_THE TASK:_
Which lines in the listing below contain the word "fuselage"? Report each of those lines in full, treating uppercase and lowercase letters as different.

A run of records:

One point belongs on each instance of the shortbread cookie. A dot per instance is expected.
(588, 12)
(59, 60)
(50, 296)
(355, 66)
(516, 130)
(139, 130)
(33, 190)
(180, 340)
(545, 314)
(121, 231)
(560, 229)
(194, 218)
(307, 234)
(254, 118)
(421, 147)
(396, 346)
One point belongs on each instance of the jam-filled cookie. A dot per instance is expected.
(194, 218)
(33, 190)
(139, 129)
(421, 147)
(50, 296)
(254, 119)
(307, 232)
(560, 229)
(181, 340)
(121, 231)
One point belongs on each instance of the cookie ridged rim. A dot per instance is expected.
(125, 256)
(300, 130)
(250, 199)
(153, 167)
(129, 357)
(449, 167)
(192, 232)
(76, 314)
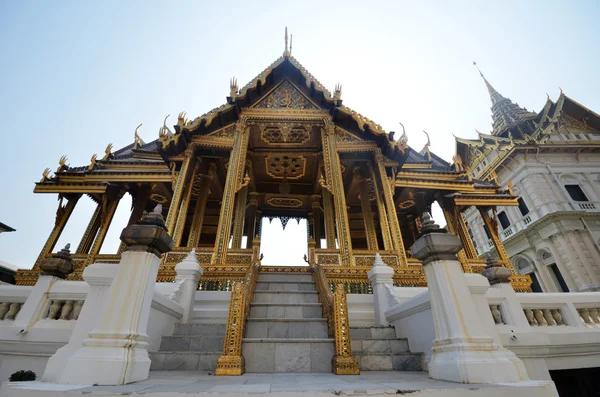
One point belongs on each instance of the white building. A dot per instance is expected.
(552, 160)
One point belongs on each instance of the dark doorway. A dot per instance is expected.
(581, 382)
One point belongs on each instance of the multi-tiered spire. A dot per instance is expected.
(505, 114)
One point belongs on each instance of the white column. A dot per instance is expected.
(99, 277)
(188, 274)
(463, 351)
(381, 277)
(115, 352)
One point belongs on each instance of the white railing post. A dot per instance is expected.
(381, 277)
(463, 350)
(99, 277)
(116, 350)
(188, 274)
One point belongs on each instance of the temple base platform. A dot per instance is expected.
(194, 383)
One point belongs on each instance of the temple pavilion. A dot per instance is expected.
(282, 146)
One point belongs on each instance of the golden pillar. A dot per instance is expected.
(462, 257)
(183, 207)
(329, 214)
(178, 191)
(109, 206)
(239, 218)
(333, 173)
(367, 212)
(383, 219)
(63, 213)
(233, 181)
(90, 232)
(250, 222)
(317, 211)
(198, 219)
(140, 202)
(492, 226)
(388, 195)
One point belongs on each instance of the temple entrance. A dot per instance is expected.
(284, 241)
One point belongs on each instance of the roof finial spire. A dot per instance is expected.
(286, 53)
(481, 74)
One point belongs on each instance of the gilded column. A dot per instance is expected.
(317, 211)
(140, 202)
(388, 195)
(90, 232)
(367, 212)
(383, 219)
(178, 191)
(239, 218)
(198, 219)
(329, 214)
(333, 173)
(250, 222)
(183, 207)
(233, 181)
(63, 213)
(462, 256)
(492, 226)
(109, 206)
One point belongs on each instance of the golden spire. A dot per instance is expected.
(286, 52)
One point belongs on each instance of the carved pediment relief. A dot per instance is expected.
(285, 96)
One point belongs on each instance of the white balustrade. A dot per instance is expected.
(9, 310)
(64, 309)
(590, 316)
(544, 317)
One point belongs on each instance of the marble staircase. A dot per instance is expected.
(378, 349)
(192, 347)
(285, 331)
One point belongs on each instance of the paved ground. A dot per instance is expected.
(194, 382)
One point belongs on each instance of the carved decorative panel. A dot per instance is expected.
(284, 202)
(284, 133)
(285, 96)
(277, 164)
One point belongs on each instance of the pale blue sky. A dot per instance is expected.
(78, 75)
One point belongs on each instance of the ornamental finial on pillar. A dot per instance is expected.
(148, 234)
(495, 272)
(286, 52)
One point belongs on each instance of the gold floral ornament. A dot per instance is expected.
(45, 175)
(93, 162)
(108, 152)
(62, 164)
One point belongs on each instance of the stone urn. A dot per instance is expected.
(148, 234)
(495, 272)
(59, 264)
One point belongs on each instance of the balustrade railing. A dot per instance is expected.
---
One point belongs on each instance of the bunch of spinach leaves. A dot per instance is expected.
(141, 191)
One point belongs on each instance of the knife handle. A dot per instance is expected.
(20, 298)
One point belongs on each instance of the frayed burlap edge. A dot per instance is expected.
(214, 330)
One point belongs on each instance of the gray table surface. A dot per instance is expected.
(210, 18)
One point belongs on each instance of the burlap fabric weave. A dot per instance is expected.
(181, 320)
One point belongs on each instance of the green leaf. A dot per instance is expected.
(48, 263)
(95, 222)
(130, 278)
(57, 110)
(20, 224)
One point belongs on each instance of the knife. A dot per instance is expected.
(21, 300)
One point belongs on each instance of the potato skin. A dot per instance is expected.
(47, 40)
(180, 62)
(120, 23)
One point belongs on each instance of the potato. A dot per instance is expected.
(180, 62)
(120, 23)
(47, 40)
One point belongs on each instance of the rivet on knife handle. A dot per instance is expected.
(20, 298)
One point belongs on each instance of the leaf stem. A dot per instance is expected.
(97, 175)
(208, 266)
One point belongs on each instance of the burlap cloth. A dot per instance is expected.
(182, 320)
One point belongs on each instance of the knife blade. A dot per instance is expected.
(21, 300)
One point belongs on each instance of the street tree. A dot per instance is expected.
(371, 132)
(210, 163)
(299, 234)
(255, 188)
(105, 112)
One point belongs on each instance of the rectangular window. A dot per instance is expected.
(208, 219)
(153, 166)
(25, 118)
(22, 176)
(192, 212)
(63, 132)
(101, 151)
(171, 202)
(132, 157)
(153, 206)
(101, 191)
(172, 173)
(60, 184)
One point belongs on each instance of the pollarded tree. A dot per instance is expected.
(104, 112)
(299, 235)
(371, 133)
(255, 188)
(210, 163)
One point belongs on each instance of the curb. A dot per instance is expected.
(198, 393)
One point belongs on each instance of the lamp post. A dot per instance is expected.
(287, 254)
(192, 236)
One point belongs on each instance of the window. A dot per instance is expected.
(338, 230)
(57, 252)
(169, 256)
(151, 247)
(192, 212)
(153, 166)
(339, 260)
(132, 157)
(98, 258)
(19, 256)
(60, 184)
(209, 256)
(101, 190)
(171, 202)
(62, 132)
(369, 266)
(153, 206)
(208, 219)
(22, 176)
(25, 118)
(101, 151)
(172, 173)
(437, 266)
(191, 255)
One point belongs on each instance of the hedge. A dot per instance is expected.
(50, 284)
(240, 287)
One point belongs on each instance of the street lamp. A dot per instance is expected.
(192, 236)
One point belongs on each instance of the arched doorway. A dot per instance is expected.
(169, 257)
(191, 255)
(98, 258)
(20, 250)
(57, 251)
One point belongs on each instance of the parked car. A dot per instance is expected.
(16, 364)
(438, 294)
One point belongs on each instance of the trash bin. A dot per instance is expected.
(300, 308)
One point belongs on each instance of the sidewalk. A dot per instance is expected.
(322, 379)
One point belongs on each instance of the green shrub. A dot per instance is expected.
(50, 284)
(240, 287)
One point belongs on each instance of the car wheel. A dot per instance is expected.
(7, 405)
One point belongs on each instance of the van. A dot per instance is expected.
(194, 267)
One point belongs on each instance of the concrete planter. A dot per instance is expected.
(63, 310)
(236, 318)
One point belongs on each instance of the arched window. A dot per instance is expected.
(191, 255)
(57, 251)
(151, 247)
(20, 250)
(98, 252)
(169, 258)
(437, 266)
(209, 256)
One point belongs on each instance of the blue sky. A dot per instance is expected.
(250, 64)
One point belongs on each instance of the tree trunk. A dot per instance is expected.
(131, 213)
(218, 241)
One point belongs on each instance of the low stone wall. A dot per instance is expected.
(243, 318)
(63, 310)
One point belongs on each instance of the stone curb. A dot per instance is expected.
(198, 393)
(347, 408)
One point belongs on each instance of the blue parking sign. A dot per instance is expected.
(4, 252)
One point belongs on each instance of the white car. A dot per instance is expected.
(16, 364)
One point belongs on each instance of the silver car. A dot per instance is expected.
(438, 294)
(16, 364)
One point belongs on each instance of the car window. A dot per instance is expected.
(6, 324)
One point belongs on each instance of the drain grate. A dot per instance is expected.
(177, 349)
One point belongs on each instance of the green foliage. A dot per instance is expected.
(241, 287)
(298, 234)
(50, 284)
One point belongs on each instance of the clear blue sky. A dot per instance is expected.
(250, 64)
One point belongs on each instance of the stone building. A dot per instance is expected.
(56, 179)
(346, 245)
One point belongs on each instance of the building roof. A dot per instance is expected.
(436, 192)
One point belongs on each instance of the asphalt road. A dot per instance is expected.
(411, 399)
--
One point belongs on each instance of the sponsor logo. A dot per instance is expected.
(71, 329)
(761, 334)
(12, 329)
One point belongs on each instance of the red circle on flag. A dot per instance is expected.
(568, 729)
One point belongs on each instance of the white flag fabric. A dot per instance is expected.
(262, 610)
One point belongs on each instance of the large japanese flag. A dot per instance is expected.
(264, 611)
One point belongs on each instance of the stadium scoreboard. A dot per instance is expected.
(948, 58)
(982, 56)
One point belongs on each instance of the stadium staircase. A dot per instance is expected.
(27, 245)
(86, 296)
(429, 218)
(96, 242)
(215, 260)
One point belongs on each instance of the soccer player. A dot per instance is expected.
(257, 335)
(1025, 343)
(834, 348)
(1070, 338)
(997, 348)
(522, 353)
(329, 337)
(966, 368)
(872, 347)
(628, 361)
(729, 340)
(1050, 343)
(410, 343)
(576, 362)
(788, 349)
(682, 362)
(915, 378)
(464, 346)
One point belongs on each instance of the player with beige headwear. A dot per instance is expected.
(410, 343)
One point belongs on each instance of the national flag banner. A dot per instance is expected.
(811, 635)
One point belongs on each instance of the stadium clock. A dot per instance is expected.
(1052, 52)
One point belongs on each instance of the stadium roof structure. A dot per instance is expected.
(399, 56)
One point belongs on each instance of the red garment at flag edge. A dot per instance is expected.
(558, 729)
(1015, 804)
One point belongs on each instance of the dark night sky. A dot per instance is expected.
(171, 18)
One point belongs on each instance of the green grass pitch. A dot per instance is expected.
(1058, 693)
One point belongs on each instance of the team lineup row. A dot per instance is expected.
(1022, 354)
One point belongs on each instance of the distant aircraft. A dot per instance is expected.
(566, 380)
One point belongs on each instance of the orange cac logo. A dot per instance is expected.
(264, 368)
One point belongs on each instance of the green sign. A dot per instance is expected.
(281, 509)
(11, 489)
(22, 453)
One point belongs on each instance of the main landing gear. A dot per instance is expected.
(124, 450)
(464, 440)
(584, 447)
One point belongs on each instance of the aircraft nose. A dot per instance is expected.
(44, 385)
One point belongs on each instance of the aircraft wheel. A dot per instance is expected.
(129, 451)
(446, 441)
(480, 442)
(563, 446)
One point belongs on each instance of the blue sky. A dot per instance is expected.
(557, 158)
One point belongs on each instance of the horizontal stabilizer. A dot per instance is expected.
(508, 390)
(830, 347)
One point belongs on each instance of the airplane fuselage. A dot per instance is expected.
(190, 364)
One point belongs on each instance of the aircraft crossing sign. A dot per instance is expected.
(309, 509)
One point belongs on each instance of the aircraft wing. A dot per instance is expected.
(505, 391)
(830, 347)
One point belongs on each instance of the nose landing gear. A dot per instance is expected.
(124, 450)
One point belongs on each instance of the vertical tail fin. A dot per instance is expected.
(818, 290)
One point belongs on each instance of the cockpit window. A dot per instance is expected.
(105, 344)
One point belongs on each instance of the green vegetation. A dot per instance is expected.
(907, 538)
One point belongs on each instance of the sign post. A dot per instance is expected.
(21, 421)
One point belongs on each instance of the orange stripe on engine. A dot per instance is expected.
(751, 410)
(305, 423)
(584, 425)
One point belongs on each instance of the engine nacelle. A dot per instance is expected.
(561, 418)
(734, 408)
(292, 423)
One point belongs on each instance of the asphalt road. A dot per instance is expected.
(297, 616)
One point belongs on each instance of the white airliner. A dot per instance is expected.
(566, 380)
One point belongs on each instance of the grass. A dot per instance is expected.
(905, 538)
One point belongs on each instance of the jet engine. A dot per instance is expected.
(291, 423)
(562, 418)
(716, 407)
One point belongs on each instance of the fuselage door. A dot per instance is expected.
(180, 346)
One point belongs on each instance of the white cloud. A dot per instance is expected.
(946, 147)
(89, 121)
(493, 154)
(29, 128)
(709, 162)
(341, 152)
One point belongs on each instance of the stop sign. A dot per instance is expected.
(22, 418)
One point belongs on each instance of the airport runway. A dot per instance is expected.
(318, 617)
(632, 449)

_EXERCISE ANSWER:_
One point belongs on each instance of the airplane fuselage. A dot per instance is expected.
One point belongs on each instance of the fuselage door. A dot per instance is expected.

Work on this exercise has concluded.